Your objective:
A stretch of the entries below is to be set down exactly, running from the line with "Objective: a point on each instance of the woman's blonde" through the line with "Objective: a point on each instance of the tiled", both included, and no other line.

Supplied data:
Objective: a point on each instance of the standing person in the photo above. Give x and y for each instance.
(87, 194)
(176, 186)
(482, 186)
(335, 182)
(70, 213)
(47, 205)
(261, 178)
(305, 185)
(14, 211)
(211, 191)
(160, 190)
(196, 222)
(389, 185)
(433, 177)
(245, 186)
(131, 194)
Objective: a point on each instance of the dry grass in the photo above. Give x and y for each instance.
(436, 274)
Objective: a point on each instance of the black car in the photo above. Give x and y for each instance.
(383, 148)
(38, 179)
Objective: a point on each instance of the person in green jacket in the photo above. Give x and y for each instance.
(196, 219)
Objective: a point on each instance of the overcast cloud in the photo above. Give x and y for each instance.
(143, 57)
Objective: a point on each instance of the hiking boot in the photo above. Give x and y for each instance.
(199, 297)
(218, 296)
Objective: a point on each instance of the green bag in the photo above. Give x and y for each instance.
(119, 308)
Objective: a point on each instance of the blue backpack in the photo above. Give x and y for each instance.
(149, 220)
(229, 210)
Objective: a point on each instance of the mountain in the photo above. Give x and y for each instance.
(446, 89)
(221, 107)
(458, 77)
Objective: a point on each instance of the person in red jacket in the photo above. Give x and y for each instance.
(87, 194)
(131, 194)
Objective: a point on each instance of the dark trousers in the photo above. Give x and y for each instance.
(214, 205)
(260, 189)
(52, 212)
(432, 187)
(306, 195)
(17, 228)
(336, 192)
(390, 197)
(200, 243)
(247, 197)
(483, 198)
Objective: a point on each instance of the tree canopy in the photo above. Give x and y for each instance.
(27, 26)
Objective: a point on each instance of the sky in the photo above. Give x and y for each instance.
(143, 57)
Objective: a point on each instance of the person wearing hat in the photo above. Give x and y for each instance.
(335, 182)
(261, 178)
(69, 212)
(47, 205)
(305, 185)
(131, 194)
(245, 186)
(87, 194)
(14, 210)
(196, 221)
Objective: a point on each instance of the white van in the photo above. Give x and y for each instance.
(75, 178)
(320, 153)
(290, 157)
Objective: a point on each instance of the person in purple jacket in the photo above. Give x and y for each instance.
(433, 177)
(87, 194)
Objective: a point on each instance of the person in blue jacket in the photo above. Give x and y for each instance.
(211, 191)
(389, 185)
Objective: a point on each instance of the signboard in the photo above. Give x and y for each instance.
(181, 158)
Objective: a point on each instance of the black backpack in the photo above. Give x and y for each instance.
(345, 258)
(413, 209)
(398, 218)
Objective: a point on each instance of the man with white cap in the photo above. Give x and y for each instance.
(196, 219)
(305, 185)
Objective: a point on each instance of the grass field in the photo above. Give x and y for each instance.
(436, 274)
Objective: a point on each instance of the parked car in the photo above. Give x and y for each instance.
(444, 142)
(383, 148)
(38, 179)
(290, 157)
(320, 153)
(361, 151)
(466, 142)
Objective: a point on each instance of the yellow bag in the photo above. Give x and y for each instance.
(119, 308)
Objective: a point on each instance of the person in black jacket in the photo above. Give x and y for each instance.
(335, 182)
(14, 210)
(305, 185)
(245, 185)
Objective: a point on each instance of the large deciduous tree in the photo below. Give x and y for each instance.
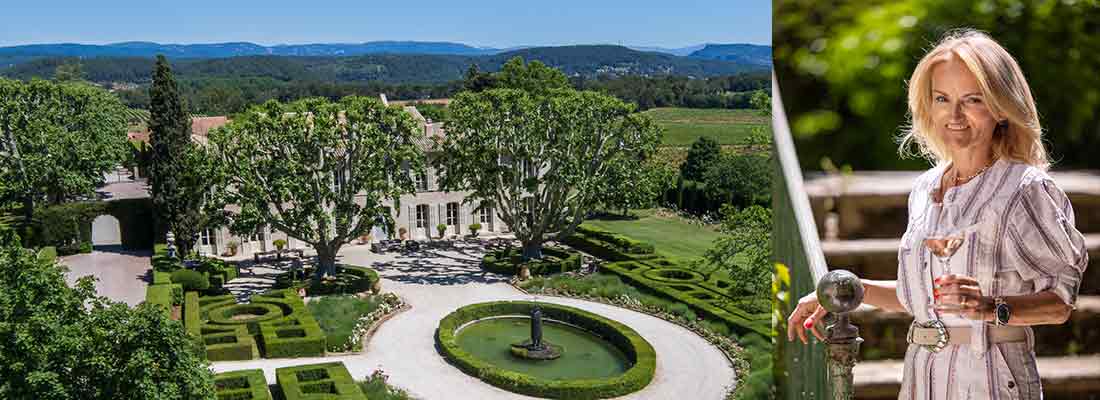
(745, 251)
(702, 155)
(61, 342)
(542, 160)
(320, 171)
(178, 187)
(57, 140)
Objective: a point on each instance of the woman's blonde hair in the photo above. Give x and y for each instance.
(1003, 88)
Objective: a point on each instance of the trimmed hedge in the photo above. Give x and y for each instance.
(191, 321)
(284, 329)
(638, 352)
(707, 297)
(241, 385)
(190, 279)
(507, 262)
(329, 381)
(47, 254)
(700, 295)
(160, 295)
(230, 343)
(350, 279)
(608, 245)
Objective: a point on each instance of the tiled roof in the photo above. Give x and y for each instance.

...

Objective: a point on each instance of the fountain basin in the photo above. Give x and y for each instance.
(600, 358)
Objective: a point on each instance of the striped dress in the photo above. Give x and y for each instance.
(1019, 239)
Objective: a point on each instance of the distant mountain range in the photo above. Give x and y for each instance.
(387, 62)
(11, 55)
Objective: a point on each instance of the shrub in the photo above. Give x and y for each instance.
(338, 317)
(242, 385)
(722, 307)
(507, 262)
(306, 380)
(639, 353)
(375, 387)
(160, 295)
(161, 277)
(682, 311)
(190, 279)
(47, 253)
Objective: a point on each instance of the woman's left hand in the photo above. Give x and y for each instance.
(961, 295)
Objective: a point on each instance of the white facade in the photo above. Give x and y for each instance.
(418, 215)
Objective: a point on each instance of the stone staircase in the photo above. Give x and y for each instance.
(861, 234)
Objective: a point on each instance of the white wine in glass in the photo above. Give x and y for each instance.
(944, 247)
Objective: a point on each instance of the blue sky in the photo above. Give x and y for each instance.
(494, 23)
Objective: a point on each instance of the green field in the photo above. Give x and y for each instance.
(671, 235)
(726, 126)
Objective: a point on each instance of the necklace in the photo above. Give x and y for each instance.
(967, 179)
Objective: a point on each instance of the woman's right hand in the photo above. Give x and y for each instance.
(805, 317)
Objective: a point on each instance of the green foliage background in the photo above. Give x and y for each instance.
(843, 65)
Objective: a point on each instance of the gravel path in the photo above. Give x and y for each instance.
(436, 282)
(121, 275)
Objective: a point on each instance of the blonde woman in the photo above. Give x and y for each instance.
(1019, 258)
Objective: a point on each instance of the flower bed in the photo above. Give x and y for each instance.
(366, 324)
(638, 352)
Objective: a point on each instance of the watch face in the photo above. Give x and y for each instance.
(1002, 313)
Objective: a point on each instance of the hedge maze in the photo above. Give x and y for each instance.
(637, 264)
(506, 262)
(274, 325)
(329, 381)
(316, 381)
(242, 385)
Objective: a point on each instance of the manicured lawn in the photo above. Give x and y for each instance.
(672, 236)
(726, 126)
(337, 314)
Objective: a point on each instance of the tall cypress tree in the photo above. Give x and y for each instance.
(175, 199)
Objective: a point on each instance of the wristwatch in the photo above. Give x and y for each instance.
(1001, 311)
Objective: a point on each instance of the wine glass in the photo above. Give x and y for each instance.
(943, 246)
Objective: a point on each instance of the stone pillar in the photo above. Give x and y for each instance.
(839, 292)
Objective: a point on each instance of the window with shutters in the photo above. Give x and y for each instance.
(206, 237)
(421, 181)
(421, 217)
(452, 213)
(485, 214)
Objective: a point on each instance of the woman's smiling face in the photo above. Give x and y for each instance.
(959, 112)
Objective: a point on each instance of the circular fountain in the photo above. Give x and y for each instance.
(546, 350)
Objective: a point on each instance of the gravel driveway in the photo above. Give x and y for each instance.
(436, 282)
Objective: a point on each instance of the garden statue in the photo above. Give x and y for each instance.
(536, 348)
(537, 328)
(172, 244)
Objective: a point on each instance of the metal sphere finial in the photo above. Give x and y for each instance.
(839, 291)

Solution for this task:
Objective: a point on each instance of the woman's blonde hair in the photo above. Give x and y for each instance.
(1003, 88)
Objective: a point on each instance of the trimmed hedge in the photo above. Give x and y for each instance.
(191, 321)
(284, 329)
(638, 352)
(707, 297)
(241, 385)
(190, 279)
(507, 262)
(329, 381)
(47, 254)
(700, 295)
(160, 295)
(230, 343)
(350, 279)
(608, 245)
Objective: a point on each instance of the tiled roof in the photo above. Give x and y for each instance.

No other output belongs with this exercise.